### Information shown

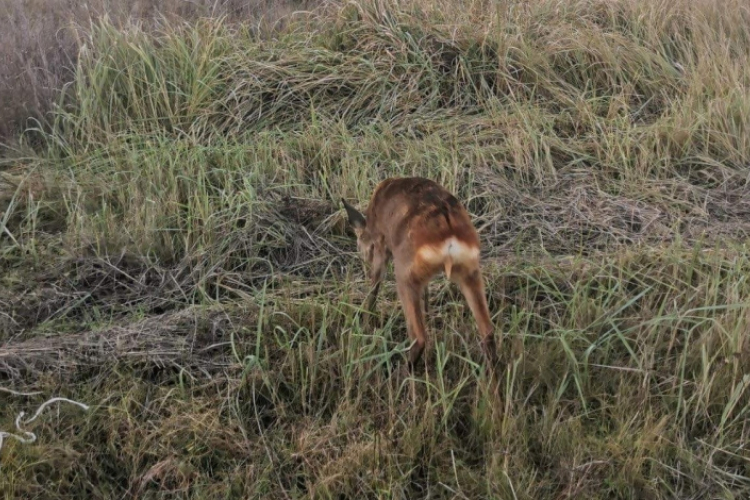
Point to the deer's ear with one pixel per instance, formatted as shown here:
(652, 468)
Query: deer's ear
(356, 219)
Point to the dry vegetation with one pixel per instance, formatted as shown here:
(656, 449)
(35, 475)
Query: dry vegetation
(173, 253)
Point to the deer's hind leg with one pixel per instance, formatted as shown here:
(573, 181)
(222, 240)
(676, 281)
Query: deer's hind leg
(469, 280)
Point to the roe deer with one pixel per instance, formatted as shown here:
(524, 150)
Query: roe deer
(425, 229)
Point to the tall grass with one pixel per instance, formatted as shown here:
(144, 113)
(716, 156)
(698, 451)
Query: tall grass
(174, 247)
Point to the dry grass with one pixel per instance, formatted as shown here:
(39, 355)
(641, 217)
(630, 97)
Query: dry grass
(39, 44)
(173, 254)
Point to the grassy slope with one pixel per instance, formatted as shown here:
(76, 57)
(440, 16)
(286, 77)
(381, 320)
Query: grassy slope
(174, 256)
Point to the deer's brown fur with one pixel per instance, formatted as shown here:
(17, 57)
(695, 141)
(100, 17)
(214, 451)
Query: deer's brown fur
(425, 230)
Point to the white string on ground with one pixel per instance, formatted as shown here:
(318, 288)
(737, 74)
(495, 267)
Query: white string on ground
(27, 437)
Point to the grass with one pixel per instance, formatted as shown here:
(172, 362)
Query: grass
(174, 255)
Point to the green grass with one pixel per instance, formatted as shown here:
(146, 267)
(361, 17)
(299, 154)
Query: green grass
(174, 255)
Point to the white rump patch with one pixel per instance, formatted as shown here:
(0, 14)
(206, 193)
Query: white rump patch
(452, 249)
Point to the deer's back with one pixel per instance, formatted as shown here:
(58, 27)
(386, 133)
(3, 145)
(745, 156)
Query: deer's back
(415, 212)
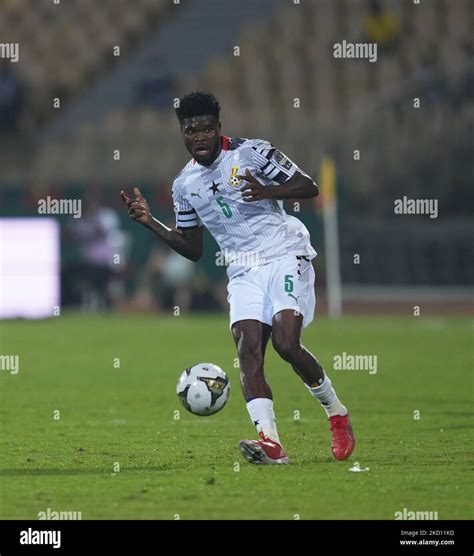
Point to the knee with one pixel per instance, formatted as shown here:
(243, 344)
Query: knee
(250, 355)
(286, 348)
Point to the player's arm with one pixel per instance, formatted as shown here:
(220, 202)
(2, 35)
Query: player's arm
(277, 167)
(298, 186)
(185, 241)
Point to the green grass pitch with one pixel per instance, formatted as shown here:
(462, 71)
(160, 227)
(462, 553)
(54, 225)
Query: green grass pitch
(191, 467)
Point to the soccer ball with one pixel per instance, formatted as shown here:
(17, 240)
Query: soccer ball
(203, 389)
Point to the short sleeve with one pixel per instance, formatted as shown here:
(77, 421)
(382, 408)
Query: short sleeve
(272, 163)
(186, 216)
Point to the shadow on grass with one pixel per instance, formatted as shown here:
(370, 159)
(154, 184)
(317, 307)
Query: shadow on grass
(81, 471)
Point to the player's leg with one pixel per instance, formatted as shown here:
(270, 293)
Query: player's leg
(250, 314)
(251, 338)
(286, 331)
(287, 325)
(294, 280)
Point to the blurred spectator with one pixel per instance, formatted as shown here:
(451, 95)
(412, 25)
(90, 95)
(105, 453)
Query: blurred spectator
(156, 92)
(96, 279)
(165, 282)
(11, 98)
(429, 79)
(381, 26)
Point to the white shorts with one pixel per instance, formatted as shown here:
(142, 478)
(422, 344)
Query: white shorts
(263, 291)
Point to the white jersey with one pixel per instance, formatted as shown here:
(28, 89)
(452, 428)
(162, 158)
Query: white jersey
(249, 234)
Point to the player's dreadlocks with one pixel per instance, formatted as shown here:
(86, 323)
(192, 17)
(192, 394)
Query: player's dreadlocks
(198, 104)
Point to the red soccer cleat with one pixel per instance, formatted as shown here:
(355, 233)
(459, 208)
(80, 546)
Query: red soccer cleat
(264, 451)
(343, 440)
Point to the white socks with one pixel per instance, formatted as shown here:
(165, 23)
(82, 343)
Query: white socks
(263, 417)
(328, 398)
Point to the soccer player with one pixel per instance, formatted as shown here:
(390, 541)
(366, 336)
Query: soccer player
(235, 188)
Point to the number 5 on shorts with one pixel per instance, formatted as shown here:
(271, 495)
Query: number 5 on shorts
(224, 206)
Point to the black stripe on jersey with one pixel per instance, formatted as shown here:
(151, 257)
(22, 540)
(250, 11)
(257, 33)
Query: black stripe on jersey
(281, 177)
(260, 151)
(235, 142)
(192, 219)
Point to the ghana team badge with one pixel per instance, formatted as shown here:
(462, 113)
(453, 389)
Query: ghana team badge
(234, 181)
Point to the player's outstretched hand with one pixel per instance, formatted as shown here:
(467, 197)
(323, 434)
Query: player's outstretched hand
(253, 190)
(138, 208)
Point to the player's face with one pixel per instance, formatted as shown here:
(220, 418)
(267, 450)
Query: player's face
(201, 136)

### Work to be completed
Give the data again exactly as written, with all pictures left out.

### Result of the exercise
Point to the deer's ear with one pixel per instance, formatted as shown here:
(652, 468)
Query: deer's ear
(356, 219)
Point to the dry vegetation with one pixel per instance, formatted as shown here:
(656, 449)
(35, 475)
Query: dry vegetation
(173, 253)
Point to the deer's hind leg with one pixel per instance, formatted as shown here:
(573, 181)
(222, 240)
(676, 281)
Query: deer's hind leg
(469, 280)
Point to the roe deer with one pixel per instance, formatted as shown here:
(524, 150)
Query: roe deer
(425, 229)
Point to the tall grass with one pixel per instance, formatted as shown here:
(144, 113)
(716, 156)
(698, 451)
Query: tall grass
(174, 247)
Point to the dry grass with one pixel per instance, formatted as shown here:
(39, 355)
(641, 217)
(630, 97)
Query: dry grass
(39, 44)
(173, 254)
Point to the grassy slope with one pixel per instance, formatted as shown here:
(76, 57)
(440, 16)
(286, 77)
(381, 320)
Query: grassy slope
(174, 256)
Point to the deer's brown fur with one pixel per instance, formatted as shown here:
(17, 57)
(695, 141)
(100, 17)
(214, 451)
Query: deer's brown fur
(425, 230)
Point to the white string on ground with one pixel per instance, formatted as shown here:
(318, 288)
(737, 74)
(495, 267)
Query: white string on ground
(27, 437)
Point to the grass with one pixel per instance, formatted as shown here:
(172, 362)
Query: grass
(174, 255)
Point to the green grass with one pixel per instance, formatted as shown here:
(146, 267)
(361, 17)
(299, 154)
Query: green grass
(174, 255)
Point to the white rump patch with one pixel per instance, formatted as shown here:
(0, 14)
(206, 193)
Query: white rump patch
(452, 249)
Point to the deer's back with one pixel per instance, formatted as shown here:
(58, 27)
(386, 133)
(3, 145)
(745, 156)
Query: deer's back
(415, 212)
Point to the knee with one pixel per instance, formatted as shown here:
(243, 344)
Query: knee
(250, 355)
(286, 348)
Point to the player's arm with one pixel per instance, formatted as shown here:
(220, 202)
(2, 35)
Query: player's arm
(277, 167)
(298, 186)
(185, 241)
Point to the green grass pitch with one pixel per instance, formatted as shown here:
(462, 71)
(160, 227)
(462, 553)
(54, 225)
Query: green grass pitch
(191, 467)
Point to the soccer ball with one pixel per instance, formatted as shown here:
(17, 240)
Query: soccer ball
(203, 389)
Point to the short sleeve with one pixel per instance, formatted as shown here:
(77, 421)
(382, 408)
Query: short sleeve
(272, 163)
(186, 216)
Point to the shadow on grass with one pixel per instance, formatted as shown here:
(370, 159)
(154, 184)
(317, 307)
Query: shadow on grass
(81, 471)
Point to the player's leg with one pixel per instance, formatted as shown here:
(270, 293)
Query: player's leg
(250, 314)
(251, 338)
(286, 331)
(287, 325)
(294, 280)
Point to the blurred spectator with one pixel per instance, formatted as shown here:
(451, 95)
(412, 25)
(90, 95)
(105, 453)
Query: blurred spectator
(156, 92)
(96, 279)
(165, 282)
(11, 98)
(429, 79)
(381, 26)
Point to the white shorts with one pixel per instance, formatted as shown here:
(142, 478)
(422, 344)
Query: white shorts
(263, 291)
Point to the white jersey with one pixel per instance, formatted as shown here:
(28, 89)
(452, 428)
(162, 158)
Query: white jersey
(249, 234)
Point to the player's dreadlocks with one pixel per instance, formatted as shown here:
(86, 323)
(192, 17)
(192, 394)
Query: player's dreadlocks
(198, 104)
Point to the red soccer cleat with one pixel per instance, formatted as shown here:
(355, 233)
(459, 208)
(80, 546)
Query: red soccer cleat
(264, 451)
(343, 440)
Point to the white socks with one pixel per instance, formatted as shown here:
(165, 23)
(82, 343)
Query: white socks
(263, 417)
(328, 398)
Point to the soccer player with one pixel per instance, formatted as shown here:
(390, 541)
(366, 336)
Query: soccer player
(235, 188)
Point to the number 5 on shorts with one pixel per instance, formatted as shown here:
(271, 495)
Query: number 5 on shorts
(224, 206)
Point to the black stripe on jersey with one pixel per instance, formatted as shown here:
(151, 257)
(22, 540)
(250, 11)
(257, 33)
Query: black stripe on jersey
(281, 177)
(260, 151)
(235, 142)
(192, 219)
Point to the ghana team badge with one pixel per instance, formatted as shown here:
(462, 113)
(453, 389)
Query: ghana team badge
(234, 181)
Point to the player's outstretched hand with one pixel per instance, formatted as shown here:
(467, 197)
(323, 434)
Query: player's outstretched hand
(253, 190)
(138, 208)
Point to the player's face with one pixel per instance, formatted as shown here:
(220, 418)
(267, 450)
Query: player's face
(201, 136)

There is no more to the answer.